__SELECTED PASSAGE__:
▬▬▬▬▬▬

The status of the litigation in Illinois as it bears on this appeal reveals an attempted removal of the cause by Carrier and Tremco to the United States District Court for the Northern District of Illinois, Eastern Division, which also sought final determination of the cause by that court; however, the cause was remanded to the circuit court of Cook County on January 18,1979. Thereafter, a series of discovery activities were undertaken by Stone, Carrier and IRI. On October 16, 1979, Stone sought and received leave to file an amended complaint, amending counts I and VII of its original complaint, affecting only IRI.

Neither Carrier nor Tremco has ever filed an answer to the complaint. On December 18, 1979, Carrier nevertheless sought and received leave to file third-party complaints against two other corporations. Carrier sought indemnification from Gimp el Machine Works, Inc. (Gimpel), a Pennsylvania corporation doing business in Illinois, which allegedly designed and manufactured special safety valve and control equipment incorporated in Carrier’s turbine generator, and from Atwood & Morrill Company (A&M), a Massachusetts corporation doing business in Illinois, which allegedly designed and manufactured other control equipment incorporated into the turbine generator.

On January 22, 1980, Carrier filed its motion to dismiss pursuant to forum non conveniens supported by a memorandum and exhibits, identifying the State of South Carolina as the proper forum to decide the issues, to which Stone responded with a countervailing memorandum and exhibits. Tremco joined in Carrier’s motion and participated in the oral argument heard by the trial court. The motion was granted on March 10, 1980, and the action dismissed as to all parties without prejudice to Stone to bring its action “in an appropriate other forum.” This appeal followed.

A preliminary understanding of the case, gleaned from the unanswered pleadings, discovery depositions, affidavits and exhibits thus far filed, reveals that on or about August 13,1974, Tremco, an industrial roof repair company, had been engaged to perform certain maintenance work on the roof of Stone’s paper mill in South Carolina. Tremco caused that work to begin, and as a result of alleged negligence in the work performed, rainwater entered the building during a storm, and poured *810down onto the electrical switch gear near the steam power turbine generator which was built for Stone by Carrier. Electrical interference developed and the generator sped up. Two safety shutdown devices on the turbine failed to perform their intended functions and the turbine ran out of control and destroyed itself. Further, an extraction check valve failed to operate properly because a water sprinkler system installed at the advice and direction of IRI and M&M interfered with the closing of the valve, which is another instance of claimed negligence. Alternatively, the overspeed trip device installed on the turbine generator by Carrier failed to function properly, the basis for claimed defective design and manufacture, as well as breaches of warranties. As a result of the turbine’s destruction, Stone’s business was shut down for a period of time, leading to Stone’s claim against IRI for business interruption benefits which IRI allegedly wrongfully refused to pay. Other actions involving the above-identified as well as other parties, which are claimed to bear upon the forum non conveniens motions made before the trial court, will be discussed later in the opinion.

▬▬▬▬▬▬

__SUPPLIED INFORMATION__:

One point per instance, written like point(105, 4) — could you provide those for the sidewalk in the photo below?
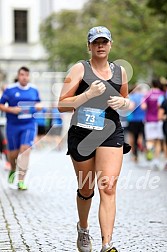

▬▬▬▬▬▬

__AIM 1__:
List every calendar date that the litigation passage gives.
__AIM 2__:
Continue the litigation passage, starting after its final sentence.

__TASK OUTPUT 1__:
January 18, 1979; October 16, 1979; December 18, 1979; January 22, 1980; March 10, 1980; August 13, 1974

__TASK OUTPUT 2__:
As has often been postulated by the cases, the doctrine of forum non conveniens is predicated upon fundamental fairness in .the pursuit of justice and effective judicial administration. When these considerations are applied to a particular fact situation, a court which grants dismissal thereby declines determination of a case although proper jurisdiction over the parties and subject matter have been established. Whether dismissal of an action is warranted by the particular facts presented is primarily within the discretion of the trial court to determine; that decision will not be disturbed unless the facts demonstrate that the court abused its discretion. Unless the balance strongly favors the defendant, however, the plaintiff’s choice of forum should rarely be disturbed. People ex rel. Compagnie Nationale Air France v. Giliberto (1978), 74 Ill. 2d 90, 109-11, 383 N.E.2d 977, cert. denied (1979), 441 U.S. 932, 60 L. Ed. 2d 660, 99 S. Ct. 2052; Adkins v. Chicago, Rock Island and Pacific R.R. Co. (1973), 54 Ill. 2d 511, 514, 301 N.E.2d 729, cert. denied (1976), 424 U.S. 943, 47 L. Ed. 2d 349, 96 S. Ct. 1411.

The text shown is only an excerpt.